══ SUPPLIED DATA ══

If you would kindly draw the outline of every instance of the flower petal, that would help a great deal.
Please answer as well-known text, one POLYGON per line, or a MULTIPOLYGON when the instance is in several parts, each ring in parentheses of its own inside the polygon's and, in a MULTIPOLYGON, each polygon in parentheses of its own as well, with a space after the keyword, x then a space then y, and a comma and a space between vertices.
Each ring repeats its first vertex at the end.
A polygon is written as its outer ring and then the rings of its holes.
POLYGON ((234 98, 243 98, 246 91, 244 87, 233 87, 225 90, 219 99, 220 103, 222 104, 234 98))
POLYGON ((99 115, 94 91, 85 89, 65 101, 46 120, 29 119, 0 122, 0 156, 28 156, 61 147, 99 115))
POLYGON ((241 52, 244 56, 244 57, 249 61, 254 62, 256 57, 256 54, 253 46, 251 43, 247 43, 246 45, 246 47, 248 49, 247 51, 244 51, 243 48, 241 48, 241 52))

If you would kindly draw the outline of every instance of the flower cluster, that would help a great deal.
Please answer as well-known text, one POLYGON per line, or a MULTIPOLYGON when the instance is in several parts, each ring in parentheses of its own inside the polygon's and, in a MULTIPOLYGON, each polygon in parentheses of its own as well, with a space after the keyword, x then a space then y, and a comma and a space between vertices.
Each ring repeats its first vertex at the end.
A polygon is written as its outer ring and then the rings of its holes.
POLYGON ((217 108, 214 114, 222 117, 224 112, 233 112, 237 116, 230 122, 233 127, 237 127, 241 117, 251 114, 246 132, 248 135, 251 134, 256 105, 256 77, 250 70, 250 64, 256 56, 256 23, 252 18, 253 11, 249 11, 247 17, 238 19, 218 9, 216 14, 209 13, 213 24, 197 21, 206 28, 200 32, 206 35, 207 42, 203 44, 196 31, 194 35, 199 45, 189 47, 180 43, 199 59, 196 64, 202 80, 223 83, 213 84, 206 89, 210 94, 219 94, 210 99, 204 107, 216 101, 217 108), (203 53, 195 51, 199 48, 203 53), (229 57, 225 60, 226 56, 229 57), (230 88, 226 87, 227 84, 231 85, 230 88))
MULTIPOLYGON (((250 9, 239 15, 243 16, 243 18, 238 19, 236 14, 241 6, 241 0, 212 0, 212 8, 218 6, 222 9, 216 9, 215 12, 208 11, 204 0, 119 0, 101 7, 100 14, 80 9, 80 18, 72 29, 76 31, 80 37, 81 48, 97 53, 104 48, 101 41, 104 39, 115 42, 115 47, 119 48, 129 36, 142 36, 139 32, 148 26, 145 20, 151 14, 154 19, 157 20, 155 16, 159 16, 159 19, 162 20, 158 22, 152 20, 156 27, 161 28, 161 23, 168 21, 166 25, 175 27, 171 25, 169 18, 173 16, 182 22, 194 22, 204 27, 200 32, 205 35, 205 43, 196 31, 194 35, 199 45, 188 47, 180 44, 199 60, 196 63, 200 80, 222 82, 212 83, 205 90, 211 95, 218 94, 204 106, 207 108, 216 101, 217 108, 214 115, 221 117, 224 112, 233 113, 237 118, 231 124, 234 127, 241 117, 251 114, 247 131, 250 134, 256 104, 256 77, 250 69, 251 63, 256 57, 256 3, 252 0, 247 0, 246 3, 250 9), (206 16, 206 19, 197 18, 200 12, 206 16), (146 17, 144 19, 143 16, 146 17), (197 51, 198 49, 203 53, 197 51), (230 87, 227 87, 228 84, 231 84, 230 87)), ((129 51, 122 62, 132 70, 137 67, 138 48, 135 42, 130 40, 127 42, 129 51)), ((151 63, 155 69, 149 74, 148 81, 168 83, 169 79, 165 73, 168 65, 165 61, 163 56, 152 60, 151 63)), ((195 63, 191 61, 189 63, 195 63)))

═══

— EXERCISE —
The records above must be output exactly, in full.

— SOLUTION —
If you would kindly draw the outline of every instance of the flower petal, that would help a great deal.
Please answer as well-known text, one POLYGON per line, or a MULTIPOLYGON when the instance is in several parts, each ring in parentheses of its own inside the polygon's and, in a MULTIPOLYGON, each polygon in parentheses of its own as well, with a space after the keyword, x then a space then y, and a comma and a space between vertices.
Each ring repeats its first vertex at the end.
A polygon is written as its outer ring and then the rings of its holes.
POLYGON ((234 98, 243 98, 246 91, 244 87, 233 87, 225 90, 219 99, 220 103, 222 104, 234 98))
POLYGON ((99 115, 94 91, 85 89, 65 101, 46 120, 29 119, 0 122, 0 156, 28 156, 61 147, 99 115))
POLYGON ((241 52, 244 56, 244 57, 249 61, 254 62, 256 57, 256 54, 253 46, 251 43, 247 43, 246 45, 246 47, 248 49, 247 51, 244 51, 243 48, 241 48, 241 52))

If you would kindly draw the outline of every instance of the flower cluster, that would help a great deal.
Please answer as well-known text, one POLYGON per line, or a MULTIPOLYGON when the instance is in several parts, each ring in parentheses of its own inside the polygon's and, in a MULTIPOLYGON, each polygon in parentheses of its own as well, with a space after the keyword, x then a space then y, and a comma and a space between vertices.
Each ring repeats its first vertex at the end.
A polygon is written as its outer ring and then the rings of its holes.
POLYGON ((217 108, 214 114, 222 117, 224 112, 233 112, 237 116, 230 122, 233 127, 237 127, 241 117, 251 114, 246 132, 248 135, 251 134, 256 105, 256 77, 250 70, 250 64, 256 56, 256 23, 252 18, 253 11, 249 11, 247 17, 238 19, 218 9, 216 14, 209 13, 213 24, 197 21, 206 28, 200 32, 206 35, 207 42, 203 44, 196 31, 194 35, 199 45, 189 47, 180 43, 199 59, 196 64, 202 80, 223 83, 213 84, 206 89, 210 94, 219 94, 210 99, 204 107, 216 101, 217 108), (203 53, 195 51, 199 48, 203 53), (229 57, 225 60, 226 56, 229 57), (230 88, 226 87, 227 84, 231 85, 230 88))
MULTIPOLYGON (((250 9, 239 15, 243 16, 243 18, 238 19, 236 14, 241 6, 241 0, 212 0, 212 8, 218 6, 222 9, 216 9, 215 12, 208 11, 204 0, 119 0, 101 7, 100 14, 80 9, 80 18, 72 29, 76 31, 80 37, 81 48, 97 53, 104 48, 101 41, 104 39, 115 42, 115 47, 119 48, 129 36, 142 36, 139 32, 148 26, 145 20, 151 14, 154 19, 157 20, 155 16, 159 16, 159 19, 162 20, 158 22, 152 20, 156 27, 161 28, 161 23, 168 21, 166 25, 175 27, 171 25, 169 18, 173 16, 182 22, 194 22, 204 27, 200 32, 205 35, 205 43, 196 31, 194 35, 199 45, 188 47, 180 44, 199 60, 196 63, 200 80, 222 82, 212 83, 205 90, 211 95, 218 94, 204 106, 207 108, 216 101, 217 108, 214 115, 221 117, 224 112, 233 113, 237 118, 231 124, 234 127, 241 117, 251 114, 247 131, 250 134, 256 104, 256 77, 250 69, 251 63, 256 57, 256 3, 252 0, 247 0, 246 3, 250 9), (206 16, 206 19, 197 18, 200 12, 206 16), (146 17, 144 19, 143 16, 146 17), (197 51, 198 49, 203 53, 197 51), (230 87, 227 87, 228 84, 231 84, 230 87)), ((129 51, 122 62, 132 70, 137 67, 138 48, 135 42, 130 40, 127 42, 129 51)), ((151 63, 155 69, 149 74, 148 81, 168 83, 169 79, 165 73, 168 65, 165 61, 163 56, 152 60, 151 63)), ((195 63, 191 61, 189 63, 195 63)))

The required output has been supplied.